(Dataset entries)
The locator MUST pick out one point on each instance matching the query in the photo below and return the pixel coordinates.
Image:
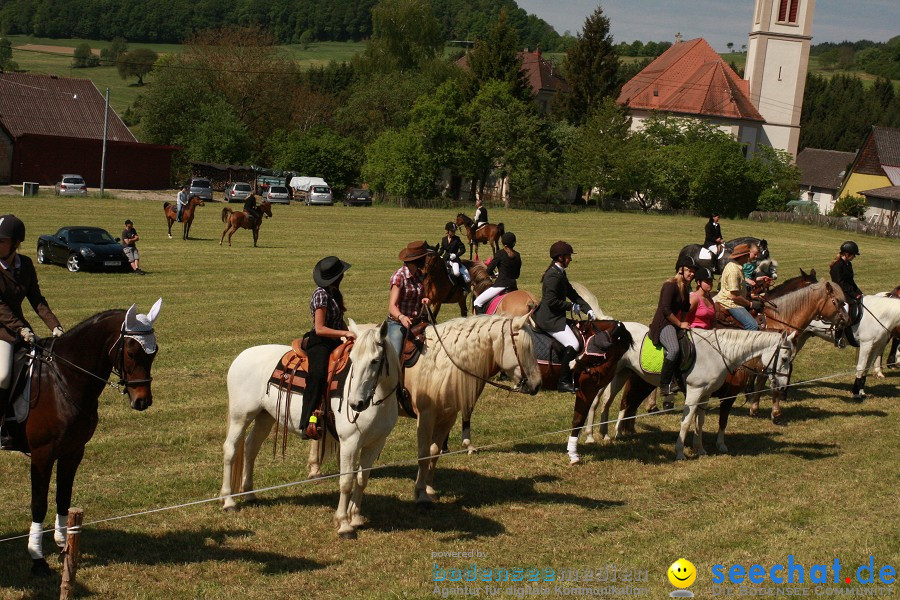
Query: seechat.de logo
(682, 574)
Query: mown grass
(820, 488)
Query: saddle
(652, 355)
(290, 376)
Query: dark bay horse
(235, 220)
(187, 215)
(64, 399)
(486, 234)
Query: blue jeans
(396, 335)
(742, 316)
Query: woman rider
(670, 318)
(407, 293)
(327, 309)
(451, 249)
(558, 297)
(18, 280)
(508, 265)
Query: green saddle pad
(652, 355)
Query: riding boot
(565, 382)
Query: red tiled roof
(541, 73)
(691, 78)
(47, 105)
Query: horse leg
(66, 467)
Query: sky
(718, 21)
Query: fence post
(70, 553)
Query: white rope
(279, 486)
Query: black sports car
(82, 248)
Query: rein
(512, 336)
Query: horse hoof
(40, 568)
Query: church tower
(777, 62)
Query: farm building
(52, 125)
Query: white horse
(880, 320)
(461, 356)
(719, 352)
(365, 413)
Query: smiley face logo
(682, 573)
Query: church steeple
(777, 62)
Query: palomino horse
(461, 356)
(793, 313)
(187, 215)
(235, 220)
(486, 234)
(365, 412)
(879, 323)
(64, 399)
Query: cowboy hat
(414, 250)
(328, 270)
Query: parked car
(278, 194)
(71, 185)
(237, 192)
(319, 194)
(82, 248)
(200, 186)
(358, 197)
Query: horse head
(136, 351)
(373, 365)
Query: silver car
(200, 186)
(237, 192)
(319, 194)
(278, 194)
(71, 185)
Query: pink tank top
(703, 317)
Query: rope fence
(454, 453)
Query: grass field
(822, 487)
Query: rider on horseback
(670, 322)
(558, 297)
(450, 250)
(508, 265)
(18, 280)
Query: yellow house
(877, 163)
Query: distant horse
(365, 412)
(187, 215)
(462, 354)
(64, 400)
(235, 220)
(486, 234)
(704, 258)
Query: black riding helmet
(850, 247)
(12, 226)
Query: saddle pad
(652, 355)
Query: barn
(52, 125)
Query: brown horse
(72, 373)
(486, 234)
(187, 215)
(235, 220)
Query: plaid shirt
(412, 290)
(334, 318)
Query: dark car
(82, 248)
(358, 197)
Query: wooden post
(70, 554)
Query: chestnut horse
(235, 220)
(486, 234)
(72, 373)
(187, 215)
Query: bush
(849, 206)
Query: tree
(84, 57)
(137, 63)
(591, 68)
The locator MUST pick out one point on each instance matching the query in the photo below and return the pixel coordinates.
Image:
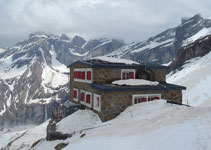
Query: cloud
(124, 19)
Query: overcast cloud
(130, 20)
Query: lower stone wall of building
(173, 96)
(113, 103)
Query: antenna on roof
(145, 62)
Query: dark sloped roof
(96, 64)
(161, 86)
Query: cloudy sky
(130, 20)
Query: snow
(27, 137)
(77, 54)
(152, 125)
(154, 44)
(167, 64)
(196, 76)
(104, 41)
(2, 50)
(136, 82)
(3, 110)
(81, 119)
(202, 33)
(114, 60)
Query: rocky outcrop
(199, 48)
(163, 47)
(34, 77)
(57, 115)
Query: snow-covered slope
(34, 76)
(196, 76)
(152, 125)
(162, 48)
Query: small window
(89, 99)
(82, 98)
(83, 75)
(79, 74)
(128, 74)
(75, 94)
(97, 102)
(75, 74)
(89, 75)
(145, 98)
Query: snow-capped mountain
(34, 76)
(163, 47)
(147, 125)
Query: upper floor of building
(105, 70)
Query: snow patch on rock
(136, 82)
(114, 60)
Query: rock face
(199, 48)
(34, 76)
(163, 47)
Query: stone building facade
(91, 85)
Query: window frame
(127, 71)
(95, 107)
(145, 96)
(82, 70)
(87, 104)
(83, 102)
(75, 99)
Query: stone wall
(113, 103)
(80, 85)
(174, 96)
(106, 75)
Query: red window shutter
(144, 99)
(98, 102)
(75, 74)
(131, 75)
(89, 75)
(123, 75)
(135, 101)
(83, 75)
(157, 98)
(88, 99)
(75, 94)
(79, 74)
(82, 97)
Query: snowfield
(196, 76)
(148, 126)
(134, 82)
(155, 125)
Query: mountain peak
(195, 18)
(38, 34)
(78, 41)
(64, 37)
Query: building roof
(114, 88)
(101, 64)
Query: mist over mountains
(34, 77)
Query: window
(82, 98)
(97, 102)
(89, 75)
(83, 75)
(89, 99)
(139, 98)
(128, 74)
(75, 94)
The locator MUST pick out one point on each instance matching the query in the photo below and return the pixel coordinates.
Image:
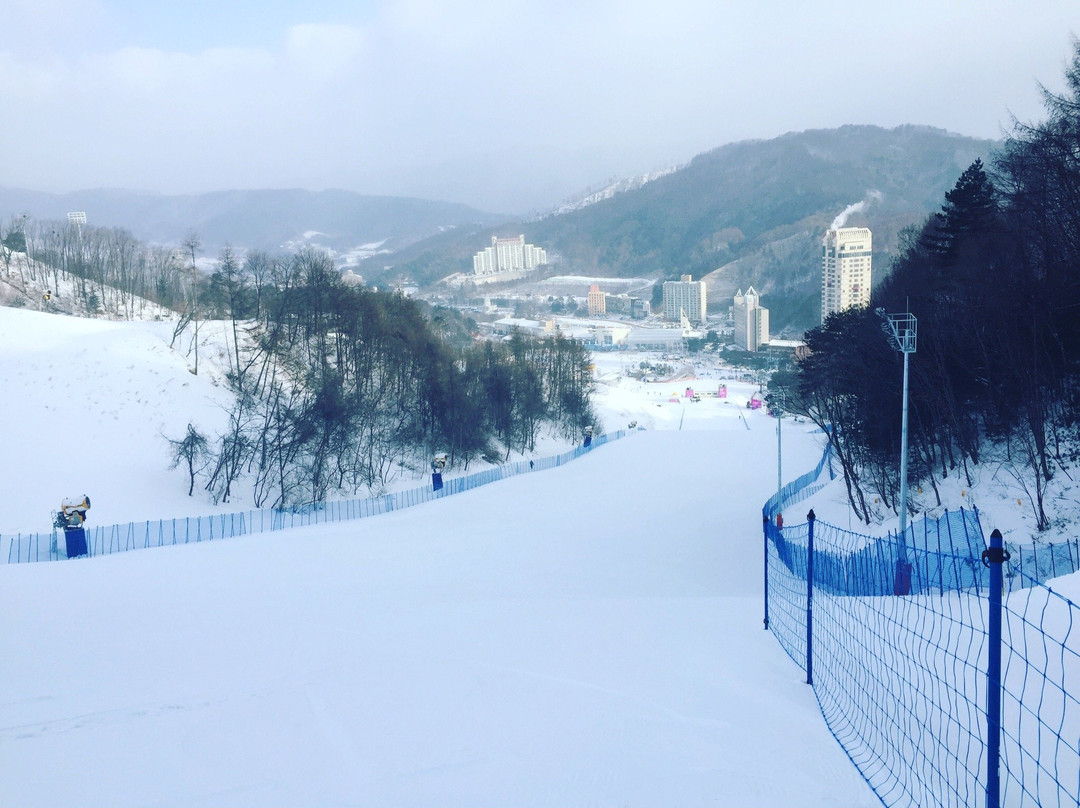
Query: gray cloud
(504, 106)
---
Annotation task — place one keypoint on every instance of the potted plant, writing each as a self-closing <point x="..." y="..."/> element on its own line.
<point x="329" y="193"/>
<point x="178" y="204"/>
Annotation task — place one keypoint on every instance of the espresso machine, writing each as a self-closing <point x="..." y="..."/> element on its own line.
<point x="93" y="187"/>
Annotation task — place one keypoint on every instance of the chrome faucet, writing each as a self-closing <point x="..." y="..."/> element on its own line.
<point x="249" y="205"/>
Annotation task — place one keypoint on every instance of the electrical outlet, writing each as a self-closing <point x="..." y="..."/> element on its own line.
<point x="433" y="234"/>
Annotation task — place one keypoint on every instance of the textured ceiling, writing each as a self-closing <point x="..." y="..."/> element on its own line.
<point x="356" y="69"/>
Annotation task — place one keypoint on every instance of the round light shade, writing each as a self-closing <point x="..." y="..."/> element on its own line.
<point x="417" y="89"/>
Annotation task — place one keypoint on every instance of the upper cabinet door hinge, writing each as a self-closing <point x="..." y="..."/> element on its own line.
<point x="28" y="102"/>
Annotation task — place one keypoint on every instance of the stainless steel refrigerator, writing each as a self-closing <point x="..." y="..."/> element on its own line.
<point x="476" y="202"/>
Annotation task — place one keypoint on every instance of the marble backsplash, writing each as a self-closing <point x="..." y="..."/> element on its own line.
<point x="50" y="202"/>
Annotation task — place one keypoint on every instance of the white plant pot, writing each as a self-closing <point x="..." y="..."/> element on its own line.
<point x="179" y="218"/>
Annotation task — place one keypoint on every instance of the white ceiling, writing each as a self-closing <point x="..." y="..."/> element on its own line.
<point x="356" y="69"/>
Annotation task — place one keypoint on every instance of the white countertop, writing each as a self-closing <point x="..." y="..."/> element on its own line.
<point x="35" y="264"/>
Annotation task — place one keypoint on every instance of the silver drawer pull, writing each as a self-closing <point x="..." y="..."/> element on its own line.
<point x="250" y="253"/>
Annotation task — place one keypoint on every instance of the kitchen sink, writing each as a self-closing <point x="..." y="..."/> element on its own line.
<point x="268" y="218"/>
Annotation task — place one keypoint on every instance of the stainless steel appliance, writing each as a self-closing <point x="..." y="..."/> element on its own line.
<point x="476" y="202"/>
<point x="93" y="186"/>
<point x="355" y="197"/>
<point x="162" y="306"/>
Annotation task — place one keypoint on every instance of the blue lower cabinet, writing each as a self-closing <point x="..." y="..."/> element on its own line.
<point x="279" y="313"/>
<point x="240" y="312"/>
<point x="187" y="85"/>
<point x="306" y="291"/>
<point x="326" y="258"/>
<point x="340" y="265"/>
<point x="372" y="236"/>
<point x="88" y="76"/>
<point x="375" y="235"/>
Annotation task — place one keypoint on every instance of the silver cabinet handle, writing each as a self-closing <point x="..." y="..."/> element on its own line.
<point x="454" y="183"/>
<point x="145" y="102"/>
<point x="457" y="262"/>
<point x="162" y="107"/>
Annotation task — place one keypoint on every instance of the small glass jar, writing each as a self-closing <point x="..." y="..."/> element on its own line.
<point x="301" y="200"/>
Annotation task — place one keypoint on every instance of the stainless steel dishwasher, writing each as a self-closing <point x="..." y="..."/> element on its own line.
---
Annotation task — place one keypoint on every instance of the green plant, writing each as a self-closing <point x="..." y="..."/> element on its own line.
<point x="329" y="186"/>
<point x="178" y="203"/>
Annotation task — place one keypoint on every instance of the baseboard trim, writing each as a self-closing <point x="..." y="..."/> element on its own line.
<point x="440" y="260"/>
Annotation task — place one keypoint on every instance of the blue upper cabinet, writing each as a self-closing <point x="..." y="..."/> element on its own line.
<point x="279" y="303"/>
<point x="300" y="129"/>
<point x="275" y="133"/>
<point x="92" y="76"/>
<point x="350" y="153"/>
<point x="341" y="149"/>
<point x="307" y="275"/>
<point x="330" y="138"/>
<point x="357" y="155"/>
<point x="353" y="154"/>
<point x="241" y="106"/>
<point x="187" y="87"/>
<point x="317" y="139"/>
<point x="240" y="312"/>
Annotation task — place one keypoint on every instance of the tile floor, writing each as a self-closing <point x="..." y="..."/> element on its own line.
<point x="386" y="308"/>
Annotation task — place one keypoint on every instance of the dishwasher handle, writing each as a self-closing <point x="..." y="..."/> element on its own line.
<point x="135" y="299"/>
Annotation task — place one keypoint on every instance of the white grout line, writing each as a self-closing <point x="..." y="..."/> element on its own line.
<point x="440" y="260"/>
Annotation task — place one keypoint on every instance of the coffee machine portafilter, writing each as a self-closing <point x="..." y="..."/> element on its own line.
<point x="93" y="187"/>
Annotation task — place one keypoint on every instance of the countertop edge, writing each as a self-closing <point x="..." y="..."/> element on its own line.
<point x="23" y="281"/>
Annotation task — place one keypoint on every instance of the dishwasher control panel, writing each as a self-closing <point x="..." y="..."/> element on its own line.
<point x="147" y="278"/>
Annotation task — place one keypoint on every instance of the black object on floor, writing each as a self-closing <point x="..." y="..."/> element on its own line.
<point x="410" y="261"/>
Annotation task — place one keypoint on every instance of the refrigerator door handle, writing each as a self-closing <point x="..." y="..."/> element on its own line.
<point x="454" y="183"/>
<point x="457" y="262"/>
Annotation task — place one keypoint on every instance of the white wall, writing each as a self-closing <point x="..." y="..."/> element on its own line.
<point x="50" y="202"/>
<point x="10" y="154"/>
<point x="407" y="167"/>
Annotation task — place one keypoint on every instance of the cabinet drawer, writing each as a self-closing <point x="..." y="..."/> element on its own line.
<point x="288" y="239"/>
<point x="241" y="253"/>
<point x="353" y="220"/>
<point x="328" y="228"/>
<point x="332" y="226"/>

Assignment: Begin with the line above that has "of the small" and continue through the line that has "steel dishwasher, writing", setting each one down exactly. Stop there.

Problem solution:
Annotation task — place one keypoint on every instance of the small glass jar, writing each as a self-closing <point x="..." y="..."/> element on its own line.
<point x="301" y="200"/>
Annotation task — place one keypoint on every instance of the stainless steel dishwasher, writing each as a self-closing <point x="..." y="..."/> element on its own line.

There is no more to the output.